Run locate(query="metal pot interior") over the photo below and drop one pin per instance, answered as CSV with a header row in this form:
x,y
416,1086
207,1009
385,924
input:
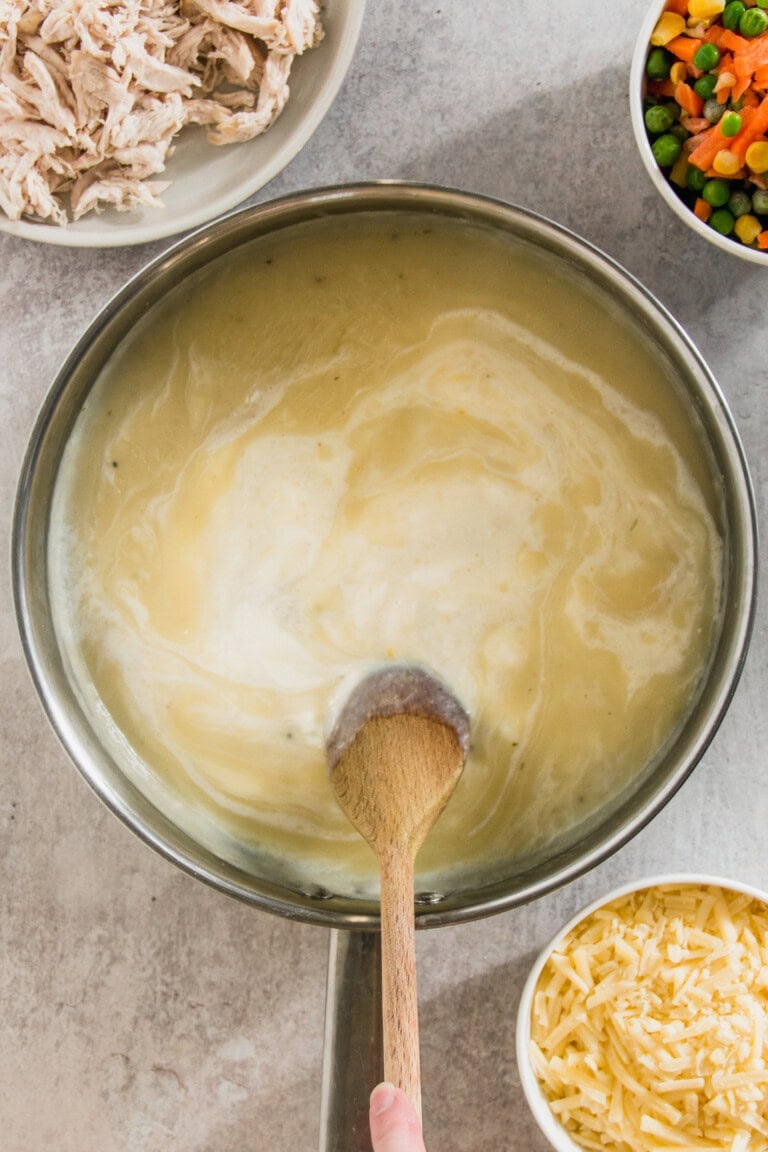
• • • • •
TASK REQUIREMENTS — Repeat the rows above word for word, leaving the pictures out of your answer.

WRITTEN REPLY —
Run locate(query="metal pot interior") over the photo below and drop one pin per instance, answered as CSV with a header row in this form:
x,y
416,1086
207,1009
385,924
input:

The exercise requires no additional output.